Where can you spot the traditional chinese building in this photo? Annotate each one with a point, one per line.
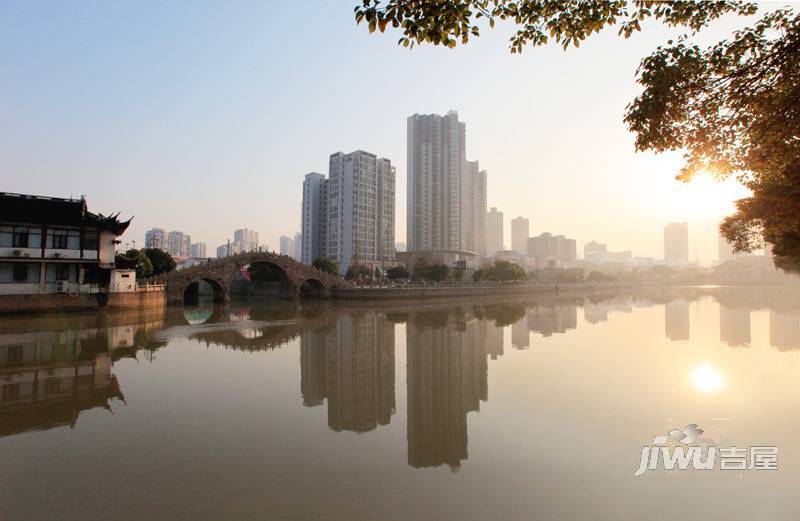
(50, 245)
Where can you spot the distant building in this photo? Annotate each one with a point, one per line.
(593, 249)
(494, 232)
(286, 245)
(246, 239)
(520, 230)
(598, 253)
(156, 238)
(549, 247)
(725, 250)
(198, 250)
(297, 252)
(314, 218)
(176, 243)
(179, 244)
(676, 242)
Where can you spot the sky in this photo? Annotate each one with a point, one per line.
(204, 117)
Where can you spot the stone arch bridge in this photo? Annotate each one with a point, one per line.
(292, 279)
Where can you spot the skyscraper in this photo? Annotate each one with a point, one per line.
(199, 250)
(286, 245)
(178, 244)
(314, 217)
(445, 191)
(297, 251)
(156, 238)
(494, 232)
(520, 231)
(246, 239)
(474, 208)
(360, 205)
(676, 242)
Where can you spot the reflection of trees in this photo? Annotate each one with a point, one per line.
(504, 314)
(351, 363)
(447, 378)
(53, 370)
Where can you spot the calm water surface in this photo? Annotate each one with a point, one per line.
(514, 409)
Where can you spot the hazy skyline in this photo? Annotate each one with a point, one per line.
(204, 117)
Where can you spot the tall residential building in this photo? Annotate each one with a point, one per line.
(520, 231)
(494, 232)
(314, 217)
(474, 208)
(676, 242)
(156, 238)
(199, 250)
(286, 245)
(360, 210)
(247, 240)
(445, 191)
(178, 244)
(297, 252)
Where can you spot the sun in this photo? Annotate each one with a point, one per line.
(707, 378)
(703, 198)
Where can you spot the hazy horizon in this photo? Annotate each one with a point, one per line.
(204, 118)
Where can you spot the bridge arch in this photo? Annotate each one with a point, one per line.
(290, 278)
(191, 292)
(270, 278)
(311, 288)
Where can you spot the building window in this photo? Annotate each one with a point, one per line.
(14, 355)
(26, 237)
(20, 273)
(64, 239)
(90, 239)
(57, 272)
(10, 392)
(52, 385)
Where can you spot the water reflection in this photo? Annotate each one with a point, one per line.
(55, 368)
(351, 364)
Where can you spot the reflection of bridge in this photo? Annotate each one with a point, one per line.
(291, 279)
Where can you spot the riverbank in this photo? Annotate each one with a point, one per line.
(448, 292)
(57, 302)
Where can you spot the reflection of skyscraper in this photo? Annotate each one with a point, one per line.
(784, 329)
(313, 369)
(360, 375)
(447, 377)
(48, 378)
(734, 326)
(547, 319)
(494, 340)
(519, 333)
(676, 320)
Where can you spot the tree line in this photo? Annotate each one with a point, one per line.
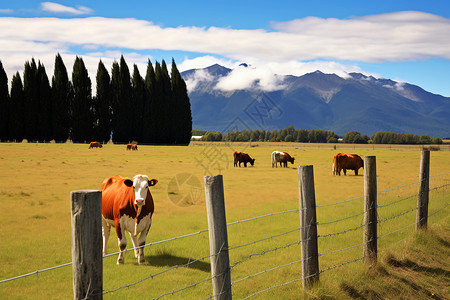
(290, 134)
(154, 109)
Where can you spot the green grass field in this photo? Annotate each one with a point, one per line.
(36, 181)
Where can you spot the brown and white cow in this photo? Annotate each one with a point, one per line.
(95, 145)
(344, 162)
(281, 157)
(127, 205)
(241, 157)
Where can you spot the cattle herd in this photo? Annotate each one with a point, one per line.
(127, 205)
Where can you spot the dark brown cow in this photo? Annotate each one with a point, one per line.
(127, 205)
(344, 162)
(241, 157)
(281, 157)
(95, 145)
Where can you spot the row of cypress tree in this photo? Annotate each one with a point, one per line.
(154, 109)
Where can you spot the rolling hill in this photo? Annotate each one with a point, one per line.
(314, 101)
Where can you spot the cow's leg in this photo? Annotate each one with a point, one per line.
(122, 241)
(106, 229)
(135, 244)
(141, 242)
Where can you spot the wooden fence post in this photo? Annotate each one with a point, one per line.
(87, 243)
(308, 225)
(218, 237)
(370, 210)
(422, 197)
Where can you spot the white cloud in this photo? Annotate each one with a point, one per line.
(400, 36)
(59, 8)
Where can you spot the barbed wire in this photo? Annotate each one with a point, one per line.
(329, 204)
(341, 232)
(343, 249)
(340, 265)
(36, 272)
(264, 252)
(279, 285)
(399, 215)
(339, 220)
(263, 216)
(266, 238)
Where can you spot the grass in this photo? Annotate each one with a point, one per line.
(35, 185)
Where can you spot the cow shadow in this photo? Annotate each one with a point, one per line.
(169, 260)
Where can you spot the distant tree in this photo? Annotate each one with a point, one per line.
(102, 104)
(4, 105)
(31, 100)
(182, 117)
(44, 120)
(122, 103)
(138, 96)
(62, 96)
(165, 107)
(82, 110)
(150, 125)
(16, 120)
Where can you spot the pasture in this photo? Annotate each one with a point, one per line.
(36, 181)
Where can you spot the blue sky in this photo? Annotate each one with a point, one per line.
(401, 40)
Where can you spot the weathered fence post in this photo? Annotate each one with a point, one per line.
(87, 243)
(308, 225)
(370, 210)
(218, 237)
(422, 197)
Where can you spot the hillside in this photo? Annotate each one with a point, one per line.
(314, 101)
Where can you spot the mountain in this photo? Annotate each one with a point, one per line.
(312, 101)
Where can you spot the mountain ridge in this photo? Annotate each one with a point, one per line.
(313, 101)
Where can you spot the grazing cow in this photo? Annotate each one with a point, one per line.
(127, 205)
(241, 157)
(281, 157)
(344, 162)
(95, 145)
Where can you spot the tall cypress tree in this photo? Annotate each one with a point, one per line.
(82, 112)
(138, 104)
(103, 104)
(168, 105)
(31, 100)
(149, 119)
(4, 105)
(182, 108)
(44, 109)
(62, 95)
(16, 120)
(122, 104)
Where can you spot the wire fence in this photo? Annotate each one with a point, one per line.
(395, 223)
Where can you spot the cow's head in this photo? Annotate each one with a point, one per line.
(140, 184)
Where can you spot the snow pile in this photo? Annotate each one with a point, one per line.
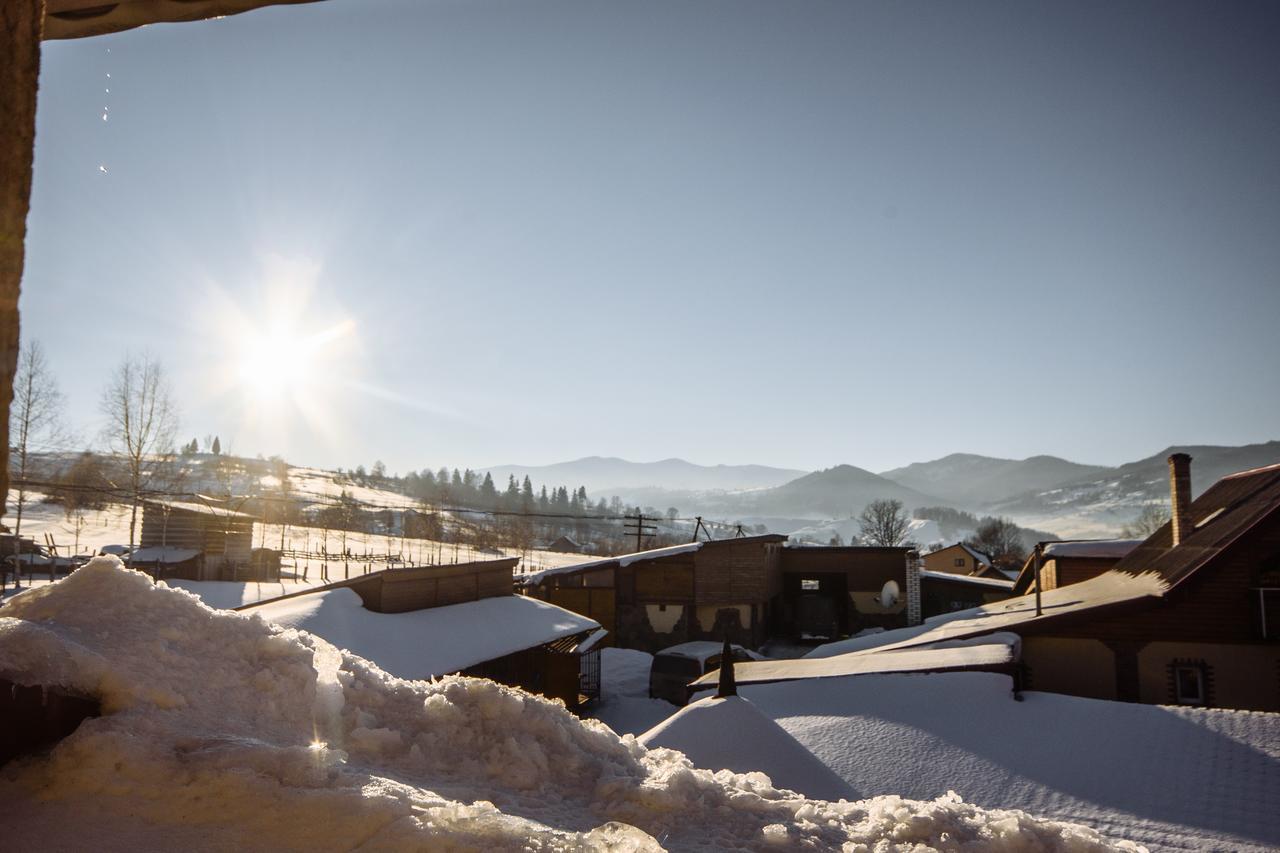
(223, 731)
(1174, 779)
(435, 641)
(731, 734)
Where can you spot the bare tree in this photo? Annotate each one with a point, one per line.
(35, 419)
(142, 420)
(1000, 539)
(885, 523)
(1151, 519)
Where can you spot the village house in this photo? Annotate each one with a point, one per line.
(836, 591)
(1072, 561)
(196, 542)
(1191, 616)
(748, 588)
(961, 559)
(429, 621)
(656, 598)
(942, 592)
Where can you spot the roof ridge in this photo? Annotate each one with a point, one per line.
(1251, 471)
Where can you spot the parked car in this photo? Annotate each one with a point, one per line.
(675, 667)
(35, 557)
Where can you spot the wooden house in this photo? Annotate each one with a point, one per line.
(961, 559)
(656, 598)
(1191, 616)
(1072, 561)
(942, 592)
(836, 591)
(430, 621)
(195, 541)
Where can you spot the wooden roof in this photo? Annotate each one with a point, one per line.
(82, 18)
(1228, 510)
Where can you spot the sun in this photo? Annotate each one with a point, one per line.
(275, 363)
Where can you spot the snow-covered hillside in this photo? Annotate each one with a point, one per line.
(278, 740)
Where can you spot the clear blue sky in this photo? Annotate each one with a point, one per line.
(790, 233)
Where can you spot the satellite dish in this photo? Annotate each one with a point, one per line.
(890, 593)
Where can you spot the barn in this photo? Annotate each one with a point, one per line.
(195, 541)
(429, 621)
(656, 598)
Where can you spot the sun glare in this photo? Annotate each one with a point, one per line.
(286, 352)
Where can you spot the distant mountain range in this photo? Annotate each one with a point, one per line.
(1045, 492)
(607, 475)
(970, 480)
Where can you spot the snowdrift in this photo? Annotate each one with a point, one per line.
(224, 731)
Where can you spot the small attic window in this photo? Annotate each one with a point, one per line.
(1210, 516)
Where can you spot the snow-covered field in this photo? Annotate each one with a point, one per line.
(222, 731)
(368, 551)
(625, 705)
(1175, 779)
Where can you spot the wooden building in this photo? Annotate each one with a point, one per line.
(656, 598)
(1072, 561)
(749, 588)
(195, 541)
(961, 559)
(1191, 616)
(430, 621)
(836, 591)
(942, 592)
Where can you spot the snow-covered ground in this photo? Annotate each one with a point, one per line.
(223, 731)
(368, 551)
(625, 705)
(1175, 779)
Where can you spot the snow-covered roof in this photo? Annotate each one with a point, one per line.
(535, 578)
(1171, 778)
(1109, 588)
(702, 651)
(968, 579)
(264, 738)
(712, 734)
(991, 653)
(202, 509)
(164, 555)
(432, 642)
(1114, 548)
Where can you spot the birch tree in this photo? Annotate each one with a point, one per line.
(141, 423)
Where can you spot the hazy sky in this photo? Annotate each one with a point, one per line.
(790, 233)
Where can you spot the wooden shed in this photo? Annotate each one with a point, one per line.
(656, 598)
(195, 541)
(464, 619)
(831, 592)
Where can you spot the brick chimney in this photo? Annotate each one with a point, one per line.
(1180, 496)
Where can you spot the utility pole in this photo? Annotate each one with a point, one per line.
(635, 524)
(1040, 546)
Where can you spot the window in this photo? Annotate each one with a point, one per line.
(1189, 684)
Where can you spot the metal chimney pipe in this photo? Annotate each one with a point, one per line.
(1180, 496)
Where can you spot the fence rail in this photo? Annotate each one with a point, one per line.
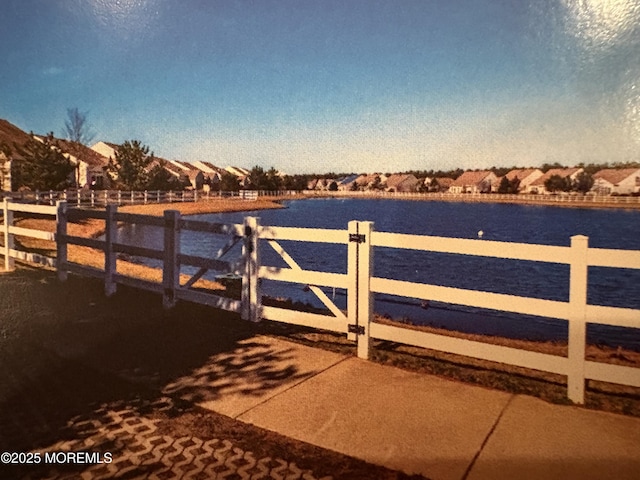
(359, 281)
(486, 197)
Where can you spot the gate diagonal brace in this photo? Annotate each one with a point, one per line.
(316, 290)
(221, 253)
(356, 329)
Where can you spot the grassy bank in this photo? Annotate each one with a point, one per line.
(513, 379)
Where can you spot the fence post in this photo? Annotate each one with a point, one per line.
(171, 265)
(359, 271)
(578, 284)
(8, 238)
(251, 299)
(110, 229)
(61, 241)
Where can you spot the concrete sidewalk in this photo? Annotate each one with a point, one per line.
(423, 424)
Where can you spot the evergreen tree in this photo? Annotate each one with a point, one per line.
(161, 179)
(505, 186)
(131, 166)
(43, 167)
(229, 182)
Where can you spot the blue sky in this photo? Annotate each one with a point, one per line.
(347, 86)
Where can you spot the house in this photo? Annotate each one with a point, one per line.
(525, 176)
(106, 149)
(402, 183)
(242, 173)
(10, 138)
(91, 166)
(537, 186)
(439, 184)
(622, 181)
(474, 182)
(210, 169)
(195, 175)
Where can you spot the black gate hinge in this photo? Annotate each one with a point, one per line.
(357, 329)
(357, 237)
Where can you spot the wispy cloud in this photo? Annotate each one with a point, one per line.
(53, 71)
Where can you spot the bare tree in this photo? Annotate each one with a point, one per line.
(76, 127)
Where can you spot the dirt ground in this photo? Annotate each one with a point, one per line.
(68, 354)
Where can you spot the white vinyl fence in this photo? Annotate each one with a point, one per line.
(359, 281)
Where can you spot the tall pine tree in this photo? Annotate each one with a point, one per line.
(42, 167)
(130, 168)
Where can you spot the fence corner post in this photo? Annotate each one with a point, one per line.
(251, 299)
(61, 241)
(360, 298)
(110, 228)
(8, 237)
(578, 285)
(171, 264)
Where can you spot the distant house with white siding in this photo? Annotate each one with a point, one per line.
(537, 186)
(91, 166)
(474, 182)
(10, 138)
(402, 183)
(619, 181)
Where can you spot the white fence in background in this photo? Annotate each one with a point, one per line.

### What you should do
Retype, exactly as shown, the lines from the one with "Where can you spot the distant house" through the end of the records.

### Exercise solution
Where can you spot the distant house with white siding in this photo? Annotate each one with a point, one per line.
(537, 186)
(91, 166)
(474, 182)
(10, 138)
(402, 183)
(619, 181)
Where can you spot the white fence in background in this photo? Annotate each one with a point, one per line.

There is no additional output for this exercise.